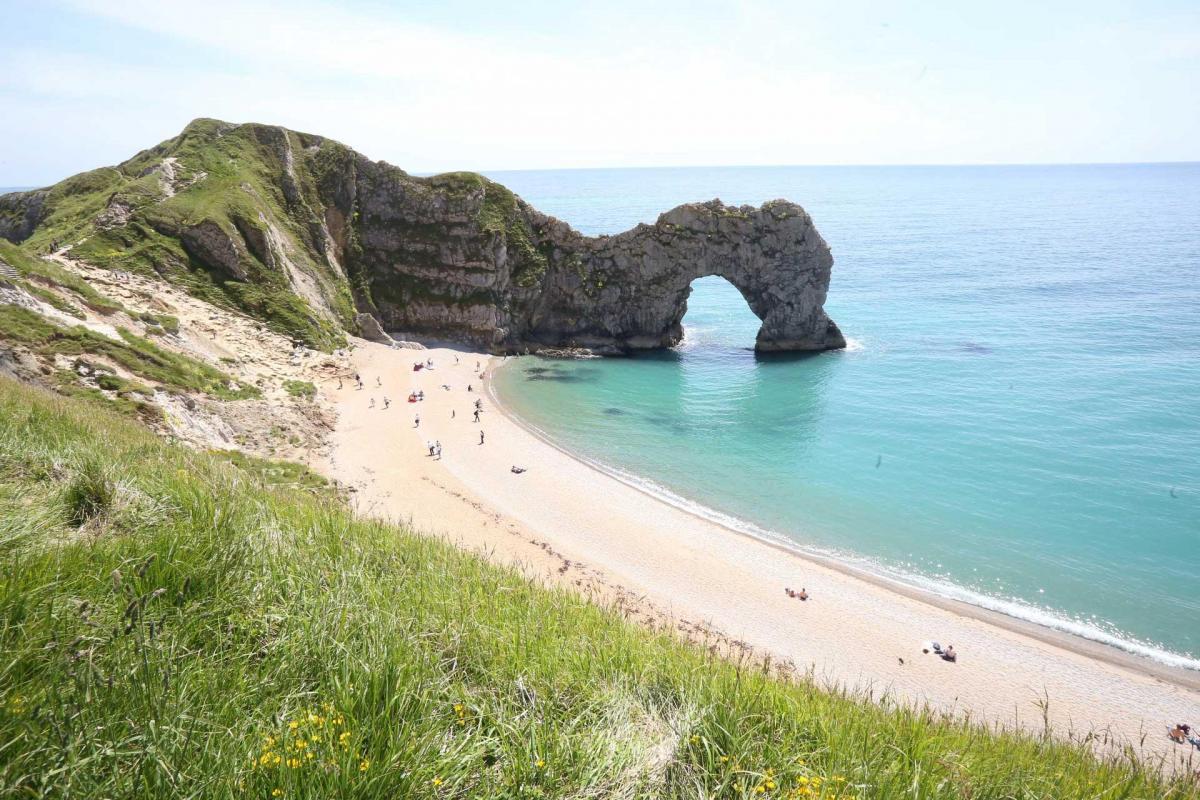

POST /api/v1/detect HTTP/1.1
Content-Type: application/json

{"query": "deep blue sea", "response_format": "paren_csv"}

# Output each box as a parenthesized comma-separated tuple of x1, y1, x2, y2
(486, 164, 1200, 669)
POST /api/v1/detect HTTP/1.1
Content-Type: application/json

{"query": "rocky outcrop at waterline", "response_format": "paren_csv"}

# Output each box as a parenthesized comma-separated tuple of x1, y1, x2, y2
(0, 118, 844, 354)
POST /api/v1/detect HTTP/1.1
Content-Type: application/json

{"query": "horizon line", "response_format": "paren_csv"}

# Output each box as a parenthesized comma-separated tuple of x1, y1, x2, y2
(3, 159, 1198, 191)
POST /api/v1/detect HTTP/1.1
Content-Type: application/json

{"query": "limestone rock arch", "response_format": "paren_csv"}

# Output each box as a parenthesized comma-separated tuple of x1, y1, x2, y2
(520, 199, 846, 354)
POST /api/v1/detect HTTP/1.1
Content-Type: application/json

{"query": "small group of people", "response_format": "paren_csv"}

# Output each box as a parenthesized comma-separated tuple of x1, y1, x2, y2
(408, 390, 425, 403)
(1168, 723, 1200, 748)
(924, 641, 957, 662)
(427, 440, 443, 459)
(785, 587, 809, 601)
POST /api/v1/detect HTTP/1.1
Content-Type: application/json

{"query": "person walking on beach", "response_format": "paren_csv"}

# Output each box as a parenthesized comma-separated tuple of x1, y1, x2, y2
(376, 376, 382, 387)
(473, 409, 481, 423)
(337, 378, 343, 390)
(451, 409, 456, 419)
(368, 397, 375, 409)
(435, 441, 442, 459)
(479, 431, 485, 445)
(414, 414, 420, 428)
(383, 397, 390, 409)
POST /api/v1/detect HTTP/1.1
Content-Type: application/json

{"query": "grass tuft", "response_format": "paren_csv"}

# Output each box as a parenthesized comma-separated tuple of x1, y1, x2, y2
(62, 458, 116, 526)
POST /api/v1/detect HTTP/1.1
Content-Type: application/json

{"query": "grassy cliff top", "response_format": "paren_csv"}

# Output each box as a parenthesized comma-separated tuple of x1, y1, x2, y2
(0, 377, 1193, 798)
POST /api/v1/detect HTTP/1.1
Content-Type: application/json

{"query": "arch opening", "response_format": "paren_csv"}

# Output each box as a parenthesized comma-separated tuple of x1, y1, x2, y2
(678, 275, 762, 351)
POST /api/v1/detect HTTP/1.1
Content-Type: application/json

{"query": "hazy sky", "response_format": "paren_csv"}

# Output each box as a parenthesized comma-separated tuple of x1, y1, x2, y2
(1, 0, 1198, 185)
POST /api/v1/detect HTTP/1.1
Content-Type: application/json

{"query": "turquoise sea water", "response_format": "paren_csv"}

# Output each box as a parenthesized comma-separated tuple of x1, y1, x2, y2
(488, 164, 1200, 669)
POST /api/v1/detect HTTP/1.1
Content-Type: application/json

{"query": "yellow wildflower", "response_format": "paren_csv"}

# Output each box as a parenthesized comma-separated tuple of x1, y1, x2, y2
(287, 757, 301, 769)
(272, 790, 283, 798)
(288, 721, 299, 731)
(431, 776, 443, 787)
(766, 780, 777, 790)
(359, 759, 371, 772)
(755, 786, 765, 795)
(535, 759, 546, 769)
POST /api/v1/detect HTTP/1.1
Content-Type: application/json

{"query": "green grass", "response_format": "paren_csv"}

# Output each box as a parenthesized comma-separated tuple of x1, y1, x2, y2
(0, 378, 1194, 799)
(9, 122, 351, 352)
(0, 305, 258, 400)
(0, 240, 123, 315)
(138, 312, 180, 335)
(283, 379, 317, 400)
(210, 449, 336, 500)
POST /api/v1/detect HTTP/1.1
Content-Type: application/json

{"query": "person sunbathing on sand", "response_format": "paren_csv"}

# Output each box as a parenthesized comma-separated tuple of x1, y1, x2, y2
(941, 645, 957, 662)
(511, 465, 526, 474)
(797, 588, 809, 601)
(1169, 723, 1192, 743)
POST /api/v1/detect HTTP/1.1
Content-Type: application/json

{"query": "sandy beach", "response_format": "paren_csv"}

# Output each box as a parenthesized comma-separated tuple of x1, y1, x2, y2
(322, 339, 1200, 767)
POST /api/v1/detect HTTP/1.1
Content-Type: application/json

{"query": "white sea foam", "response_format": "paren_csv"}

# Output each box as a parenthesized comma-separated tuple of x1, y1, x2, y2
(503, 395, 1200, 673)
(842, 336, 865, 353)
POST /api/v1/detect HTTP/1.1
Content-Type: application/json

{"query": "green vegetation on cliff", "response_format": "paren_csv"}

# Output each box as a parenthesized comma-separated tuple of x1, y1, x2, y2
(3, 120, 353, 350)
(0, 378, 1192, 799)
(0, 239, 123, 315)
(0, 305, 257, 400)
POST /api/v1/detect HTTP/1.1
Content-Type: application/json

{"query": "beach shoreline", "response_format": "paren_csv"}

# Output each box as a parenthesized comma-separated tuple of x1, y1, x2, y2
(321, 338, 1200, 767)
(486, 361, 1200, 694)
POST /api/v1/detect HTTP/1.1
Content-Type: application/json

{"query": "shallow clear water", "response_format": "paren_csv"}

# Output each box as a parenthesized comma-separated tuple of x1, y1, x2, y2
(488, 164, 1200, 668)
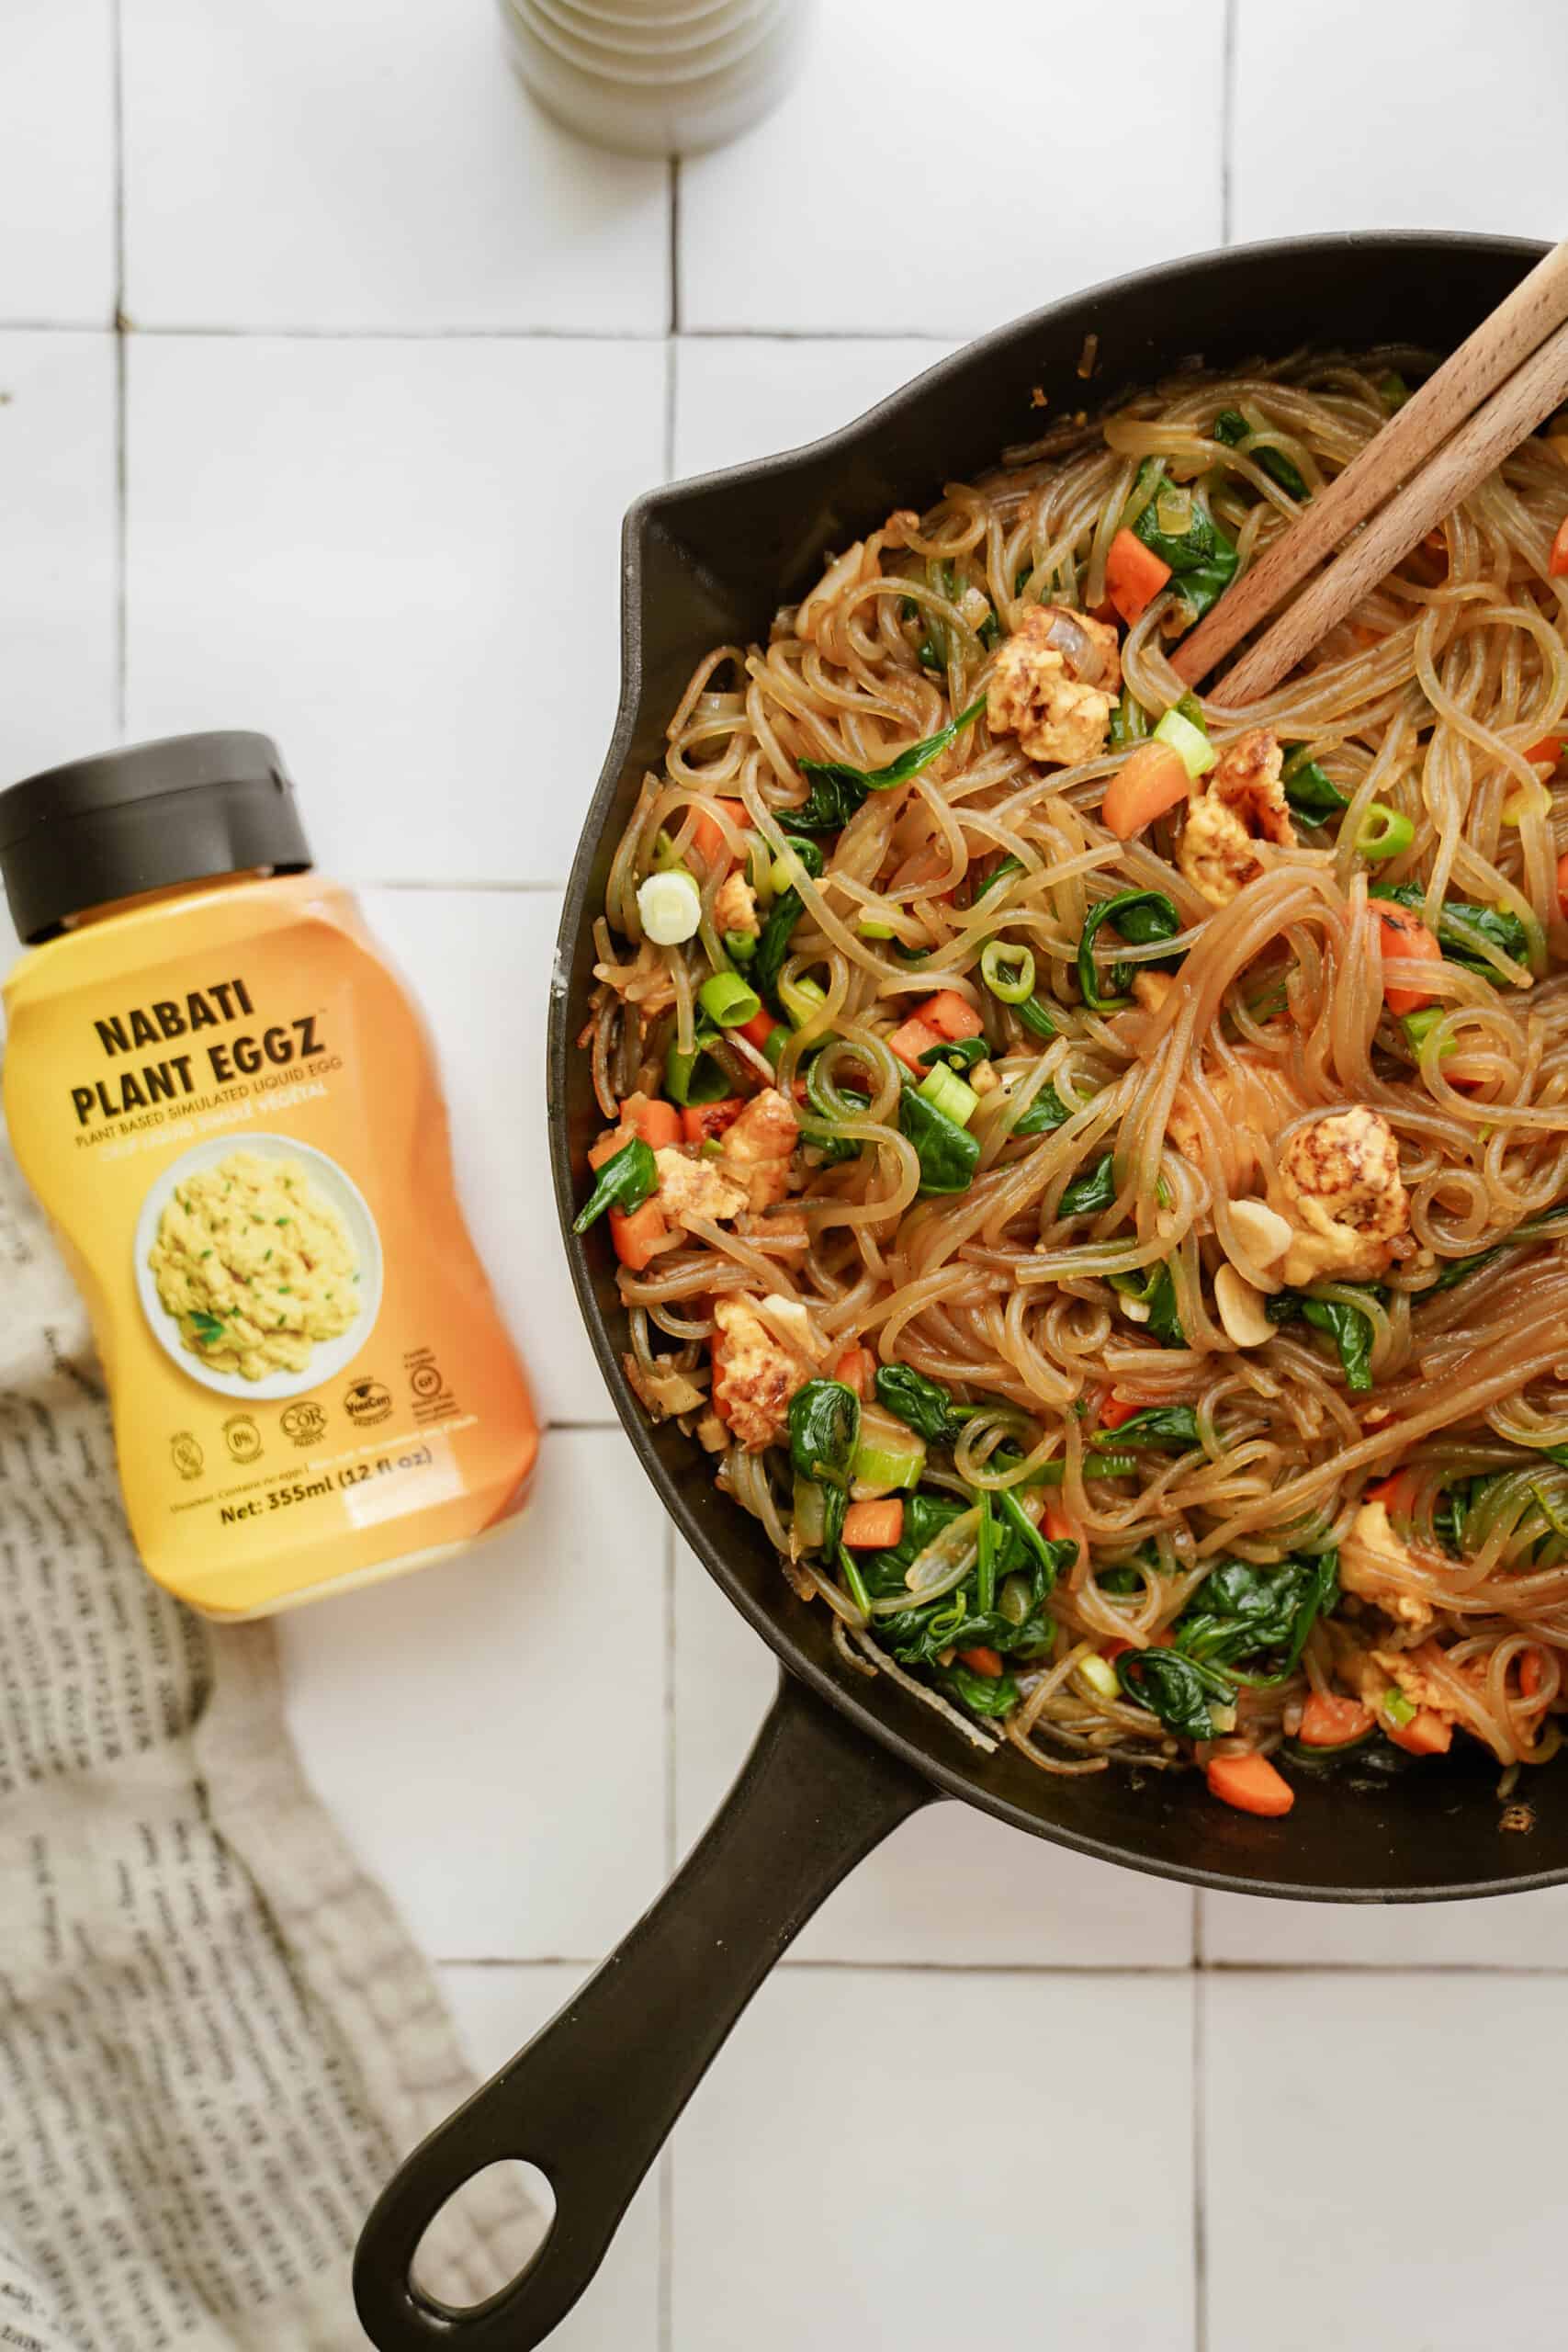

════════

EXERCISE DETAILS. Restate the preceding entries in full, word for word, with the pictures removed.

THE COMPLETED TASK.
POST /api/v1/detect HTTP/1.1
Content-Type: application/json

{"query": "deep blue sea", "response_format": "paren_csv"}

# Output each box as a parenthesized comma-separated tuple of x1, y1, x2, y2
(486, 164, 1200, 669)
POST /api/v1/detect HTTP/1.1
Content-Type: application/json

{"query": "rocky outcrop at waterline", "response_format": "paren_csv"}

# Output each box as a parenthesized comma-separated tuple of x1, y1, x2, y2
(0, 118, 844, 354)
POST /api/v1/detect HTTP/1.1
Content-Type: application/json

{"query": "horizon line", "response_format": "paren_csv"}

# Output each box as a parenthesized comma-separated tuple of x1, y1, x2, y2
(3, 159, 1198, 191)
POST /api/v1/detect HTTP/1.1
Content-Type: application/json

{"query": "limestone rock arch", "response_format": "paren_csv"}

# Output each box as a parenthesized comma-separated tuple of x1, y1, x2, y2
(520, 199, 846, 354)
POST /api/v1/detect HTTP/1.1
Content-Type: application/json

{"query": "small group of people", "response_format": "paren_csv"}

# Output each box as a parenthesized comma-separated tuple of x1, y1, x2, y2
(408, 390, 425, 403)
(1168, 723, 1200, 748)
(924, 641, 957, 662)
(427, 440, 443, 459)
(785, 587, 809, 601)
POST /api/v1/detect HTTP/1.1
Content-Type: application/json

{"query": "person walking on beach", "response_format": "paren_csv"}

# Output each box as a parenthesized comma-separated tuple of x1, y1, x2, y2
(376, 376, 382, 387)
(473, 409, 481, 423)
(337, 378, 343, 390)
(451, 409, 456, 419)
(368, 397, 375, 409)
(435, 441, 442, 459)
(479, 431, 485, 445)
(414, 414, 420, 428)
(383, 397, 390, 409)
POST /api/v1/detect HTTP/1.1
Content-Type: application/json

{"query": "grass tuft", "response_format": "paren_csv"}

# Output each box as a parenthesized comma-separated tuple of x1, y1, x2, y2
(62, 458, 116, 526)
POST /api/v1/detect HTTP/1.1
Content-Type: application/json

{"query": "grassy cliff top", "response_format": "paren_csv"}

# Output each box as a parenthesized comma-separated tuple of x1, y1, x2, y2
(0, 377, 1193, 798)
POST /api/v1/detect HTTP/1.1
Content-Type: application/json

{"query": "arch opening", "response_format": "paren_csv"}

# Output each box as a parenthesized comma-separated tuple of x1, y1, x2, y2
(678, 275, 762, 351)
POST /api/v1/detect HTTP/1.1
Content-Type: application/json

{"query": "hazy sky", "response_format": "paren_csv"}

# Output each box as a parenthesized comma-separated tuple of x1, y1, x2, y2
(1, 0, 1198, 185)
POST /api/v1/detect HTTP/1.1
Content-Type: application/json

{"query": "turquoise sea water", "response_format": "paren_csv"}

# Output each box as a parenthesized comma-separated tuple of x1, y1, x2, y2
(488, 164, 1200, 669)
POST /api/v1/detect HTTP/1.1
Content-Type: application/json

{"query": "yellow wildflower", "response_format": "paren_csv"}

# Output each box as a parenthesized comma-separated tuple of x1, y1, x2, y2
(287, 757, 301, 769)
(272, 790, 283, 798)
(288, 721, 299, 731)
(431, 776, 443, 787)
(766, 780, 777, 790)
(359, 759, 371, 772)
(755, 786, 765, 795)
(535, 759, 546, 769)
POST /api/v1/detect HTTP/1.1
Content-Type: application/json

{"query": "green grass", "response_format": "paren_csv"}

# Output each box as a parenthesized comma-separated tuple of x1, y1, x2, y2
(0, 378, 1194, 799)
(9, 122, 351, 352)
(0, 305, 258, 400)
(0, 240, 123, 315)
(138, 312, 180, 335)
(283, 379, 317, 400)
(210, 449, 336, 500)
POST /api/v1/detect HTTP/1.1
Content-Type: application/json

{"query": "person sunbathing on sand", "response_format": "paren_csv"}

# Output each box as a parenthesized comma-separated tuple of x1, y1, x2, y2
(941, 645, 957, 662)
(511, 465, 526, 474)
(797, 588, 809, 601)
(1169, 723, 1192, 743)
POST /api/v1/detect HTTP/1.1
Content-Type: application/json

{"query": "sandy beach", "response_format": "paren_csv"}

# Output each box as a parenthesized comma-separated tuple of x1, y1, x2, y2
(322, 339, 1200, 767)
POST /api/v1/detect HTTP/1.1
Content-Type: application/json

{"query": "white sea foam", "response_format": "paren_csv"}

# Output each box as a parenthesized comma-separated tuple of x1, y1, x2, y2
(503, 395, 1200, 673)
(842, 336, 865, 353)
POST /api/v1/detect HTTP/1.1
Content-Type: application/json

{"query": "green vegetation on cliff", "response_format": "paren_csv"}

# Output each box as a parenthesized comma-separated tuple of x1, y1, x2, y2
(3, 120, 353, 350)
(0, 378, 1192, 799)
(0, 239, 123, 315)
(0, 305, 257, 400)
POST /api/v1/detect HTTP/1.1
Content-Type: application/json

{"query": "beach shoreline", "response_format": "paren_csv"}

# Output each box as a parenthesized comma-separated tuple of x1, y1, x2, y2
(321, 338, 1200, 767)
(486, 361, 1200, 694)
POST /api/v1/detect HTTP/1.1
Content-Type: application/json

{"query": "shallow clear water", "response_format": "paren_csv"}

# Output each box as a parenthesized comma-separated tuple of x1, y1, x2, y2
(488, 164, 1200, 668)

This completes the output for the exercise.